PASSAGE PROVIDED ::
On the fourth night, the final speaker of what was a euphoric Democratic convention of reinvention told the people about “unlikely journeys”.
She was talking about two uncharted journeys. The first involved one undertaken by her mother, Shyamala Gopolan, who as a 19-year-old woman set out from India for California to obtain a medical degree.
It was to be the great adventure of a life scripted by tradition: she would return to an arranged marriage. Instead, she met a Jamaican immigrant, Donald Harris, and the couple were caught up in the 1960s countercultural and civil rights movement.
They had two girls, the eldest of whom, Kamala, arrived in October 1964 and set out on a road that brought her to this point: 59 years old, standing before an ecstatic crowd in Chicago, telling them that, “on behalf of anyone who has ever set out on their own unlikely journey and as someone whose story could only be written in the greatest nation on Earth, I accept your nomination to be president of the United States”.
This convention was defined by the spirit of absent women – of departed mothers invoked by everyone from Michelle Obama to husband Barack and again, during the final address, by Kamala Harris.
After a year of warning America, through the halting delivery of Joe Biden, that democracy is in peril, the Democratic campaign over the past four weeks invited its constituents and undecided voters around the US to long-ago childhood dinner tables and the everyday struggles and triumphs people could relate to.
For the three years of her vice-presidency, Harris has been portrayed as a mystery, an irrelevance or an aloof Californian who could not connect. So, she took them on a tour, back to the Oakland of the early 1970s where the music in the house was “Aretha, Coltrane, Myles” and when, after her parents split up, “it was mostly my mother who raised us.
“Before she could finally afford to buy a home, she rented a small apartment in the East Bay. In the Bay, you either live in the hills or the flatlands. We lived in the flats – a beautiful working-class neighbourhood of firefighters, nurses and construction workers, all who tended their lawns with pride.”
The storytelling was clear and persuasive and powerful, and the energy around the arena was, on the last night, close to antic.
The primitive technology and unforgiving optics of the first widely televised national convention in 1948 marked the beginning of an event that has, through the decades since, been finessed into the sophisticated, immaculately timed television shows that dominated the network schedules this week.

Dataset entries
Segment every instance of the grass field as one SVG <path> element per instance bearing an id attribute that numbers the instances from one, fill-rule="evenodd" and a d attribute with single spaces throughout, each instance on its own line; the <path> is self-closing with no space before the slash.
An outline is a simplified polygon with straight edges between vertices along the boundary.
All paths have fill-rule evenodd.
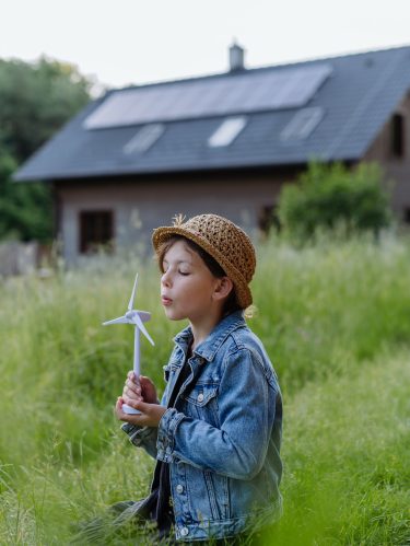
<path id="1" fill-rule="evenodd" d="M 265 545 L 410 544 L 410 243 L 258 248 L 251 328 L 284 394 L 284 515 Z M 78 522 L 143 497 L 153 462 L 113 417 L 132 328 L 153 313 L 143 368 L 161 388 L 172 337 L 151 260 L 0 281 L 0 544 L 61 545 Z M 150 544 L 107 531 L 102 544 Z"/>

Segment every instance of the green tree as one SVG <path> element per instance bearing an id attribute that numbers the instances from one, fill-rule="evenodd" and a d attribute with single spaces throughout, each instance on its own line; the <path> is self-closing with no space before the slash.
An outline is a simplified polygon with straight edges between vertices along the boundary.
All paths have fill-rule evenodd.
<path id="1" fill-rule="evenodd" d="M 347 235 L 358 231 L 377 234 L 393 217 L 382 181 L 382 170 L 375 163 L 361 163 L 353 170 L 340 163 L 311 163 L 296 184 L 281 191 L 281 224 L 300 241 L 311 239 L 318 229 L 340 226 Z"/>
<path id="2" fill-rule="evenodd" d="M 49 186 L 11 175 L 90 101 L 91 84 L 69 63 L 0 59 L 0 239 L 51 239 Z"/>

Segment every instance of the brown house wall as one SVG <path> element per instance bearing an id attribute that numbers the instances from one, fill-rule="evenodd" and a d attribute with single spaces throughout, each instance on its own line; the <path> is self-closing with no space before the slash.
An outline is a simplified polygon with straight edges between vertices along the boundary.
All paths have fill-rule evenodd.
<path id="1" fill-rule="evenodd" d="M 295 172 L 180 175 L 56 184 L 60 204 L 59 232 L 69 262 L 79 257 L 79 217 L 82 211 L 113 210 L 115 244 L 149 244 L 157 225 L 167 225 L 176 213 L 187 218 L 202 212 L 226 216 L 257 236 L 259 216 L 274 206 L 281 185 Z M 96 188 L 98 188 L 96 190 Z"/>
<path id="2" fill-rule="evenodd" d="M 397 107 L 405 119 L 405 153 L 391 151 L 391 119 L 366 151 L 363 161 L 378 162 L 391 189 L 393 207 L 403 218 L 410 211 L 410 95 Z M 226 216 L 256 237 L 265 208 L 278 201 L 282 184 L 293 182 L 303 166 L 270 172 L 197 173 L 94 181 L 58 182 L 55 185 L 58 231 L 69 262 L 79 257 L 79 218 L 83 211 L 112 210 L 114 242 L 118 246 L 149 245 L 157 225 L 169 224 L 176 213 Z M 388 184 L 394 181 L 393 188 Z"/>
<path id="3" fill-rule="evenodd" d="M 410 94 L 398 105 L 396 114 L 405 119 L 405 153 L 395 158 L 391 151 L 391 118 L 365 153 L 364 161 L 377 161 L 384 172 L 386 186 L 391 190 L 391 204 L 399 218 L 410 210 Z M 393 187 L 390 186 L 393 182 Z"/>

EXERCISE DIRECTIONS ::
Extract word for word the stretch of the article about Kamala Harris's convention speech that runs between "The primitive technology" and "schedules this week.", inclusive. Draw only on the article about Kamala Harris's convention speech.

YOUR RESPONSE ::
The primitive technology and unforgiving optics of the first widely televised national convention in 1948 marked the beginning of an event that has, through the decades since, been finessed into the sophisticated, immaculately timed television shows that dominated the network schedules this week.